Give again, exactly, every line of the entries below from the one that has "Reviewer check: each instance of the green" to the last.

======== PROVIDED DATA ========

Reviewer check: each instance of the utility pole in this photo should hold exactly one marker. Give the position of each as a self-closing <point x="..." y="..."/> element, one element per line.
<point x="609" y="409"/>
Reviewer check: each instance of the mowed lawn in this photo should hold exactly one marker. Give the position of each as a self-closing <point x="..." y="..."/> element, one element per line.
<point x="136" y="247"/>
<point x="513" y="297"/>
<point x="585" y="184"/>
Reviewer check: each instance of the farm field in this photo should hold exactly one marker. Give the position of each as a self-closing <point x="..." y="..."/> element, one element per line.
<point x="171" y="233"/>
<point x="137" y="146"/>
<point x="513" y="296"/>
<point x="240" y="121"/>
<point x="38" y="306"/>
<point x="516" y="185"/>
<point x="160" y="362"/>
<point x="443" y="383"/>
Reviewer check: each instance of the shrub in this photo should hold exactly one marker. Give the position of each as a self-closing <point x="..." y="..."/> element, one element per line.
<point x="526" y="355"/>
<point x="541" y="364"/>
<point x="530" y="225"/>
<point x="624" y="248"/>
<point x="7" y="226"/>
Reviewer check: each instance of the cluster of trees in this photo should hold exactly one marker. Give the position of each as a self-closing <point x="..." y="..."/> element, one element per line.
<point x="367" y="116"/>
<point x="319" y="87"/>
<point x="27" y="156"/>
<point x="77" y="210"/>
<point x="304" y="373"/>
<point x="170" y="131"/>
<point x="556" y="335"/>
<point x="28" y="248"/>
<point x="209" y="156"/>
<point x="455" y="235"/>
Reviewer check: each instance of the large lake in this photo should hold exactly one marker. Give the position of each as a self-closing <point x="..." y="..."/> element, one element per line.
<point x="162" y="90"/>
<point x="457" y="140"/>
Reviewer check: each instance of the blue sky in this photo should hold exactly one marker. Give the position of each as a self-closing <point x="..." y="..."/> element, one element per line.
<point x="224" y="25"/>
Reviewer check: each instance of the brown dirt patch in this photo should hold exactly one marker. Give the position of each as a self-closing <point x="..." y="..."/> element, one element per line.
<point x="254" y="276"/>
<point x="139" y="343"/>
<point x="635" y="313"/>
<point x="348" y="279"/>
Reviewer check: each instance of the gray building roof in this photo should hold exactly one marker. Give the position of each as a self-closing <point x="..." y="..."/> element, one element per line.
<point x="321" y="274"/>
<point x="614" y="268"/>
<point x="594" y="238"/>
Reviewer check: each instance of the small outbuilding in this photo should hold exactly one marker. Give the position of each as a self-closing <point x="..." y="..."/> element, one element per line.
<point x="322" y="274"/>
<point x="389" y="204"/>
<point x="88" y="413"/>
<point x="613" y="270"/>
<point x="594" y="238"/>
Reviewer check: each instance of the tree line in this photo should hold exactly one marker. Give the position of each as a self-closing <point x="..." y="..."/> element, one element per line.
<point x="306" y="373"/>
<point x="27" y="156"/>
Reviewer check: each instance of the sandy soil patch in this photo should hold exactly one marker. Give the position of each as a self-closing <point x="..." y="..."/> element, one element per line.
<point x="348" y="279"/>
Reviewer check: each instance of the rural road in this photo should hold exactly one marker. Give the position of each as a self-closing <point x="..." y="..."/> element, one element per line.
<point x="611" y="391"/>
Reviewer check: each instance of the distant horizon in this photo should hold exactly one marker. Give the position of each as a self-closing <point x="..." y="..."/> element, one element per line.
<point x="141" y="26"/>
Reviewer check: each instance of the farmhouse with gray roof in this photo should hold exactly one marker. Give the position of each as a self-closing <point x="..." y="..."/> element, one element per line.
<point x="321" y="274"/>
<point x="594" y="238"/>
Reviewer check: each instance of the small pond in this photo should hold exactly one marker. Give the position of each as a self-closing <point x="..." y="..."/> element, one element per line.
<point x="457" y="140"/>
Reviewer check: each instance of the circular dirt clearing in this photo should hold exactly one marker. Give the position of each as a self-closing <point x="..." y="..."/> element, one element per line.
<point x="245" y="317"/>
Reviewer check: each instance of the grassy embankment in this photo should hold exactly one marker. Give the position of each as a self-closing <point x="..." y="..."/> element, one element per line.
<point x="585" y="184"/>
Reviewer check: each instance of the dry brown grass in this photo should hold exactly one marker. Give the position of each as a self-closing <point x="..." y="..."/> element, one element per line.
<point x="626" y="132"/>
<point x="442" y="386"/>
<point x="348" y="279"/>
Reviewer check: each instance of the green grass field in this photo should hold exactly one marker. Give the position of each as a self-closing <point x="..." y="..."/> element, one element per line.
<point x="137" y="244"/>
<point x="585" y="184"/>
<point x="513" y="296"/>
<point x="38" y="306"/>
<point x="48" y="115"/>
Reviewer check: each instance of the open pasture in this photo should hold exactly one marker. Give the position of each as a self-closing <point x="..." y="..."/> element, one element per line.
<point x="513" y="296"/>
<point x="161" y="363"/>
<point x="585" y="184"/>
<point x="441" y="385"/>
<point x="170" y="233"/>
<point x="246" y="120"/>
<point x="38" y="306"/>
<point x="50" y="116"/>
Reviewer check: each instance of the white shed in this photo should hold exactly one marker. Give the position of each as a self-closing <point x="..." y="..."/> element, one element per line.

========

*WRITTEN SOLUTION:*
Reviewer check: each instance of the green grass field in this photo should hold exactly one marker. Give the position of each as a self-closing <point x="..." y="..."/> element, one element per line.
<point x="137" y="244"/>
<point x="585" y="184"/>
<point x="513" y="296"/>
<point x="38" y="306"/>
<point x="48" y="115"/>
Reviewer check: each instance of the open pasture in this photo should hold exactly one marker. Give the position of each as a self-closing <point x="..." y="..."/> element, one element per line.
<point x="513" y="296"/>
<point x="161" y="363"/>
<point x="585" y="184"/>
<point x="441" y="385"/>
<point x="170" y="233"/>
<point x="246" y="120"/>
<point x="38" y="306"/>
<point x="50" y="116"/>
Reviewer check: each instance of the white shed in this photo should hold exactly one marker. Give the position of each as a self-closing <point x="..." y="..."/> element, one element per line.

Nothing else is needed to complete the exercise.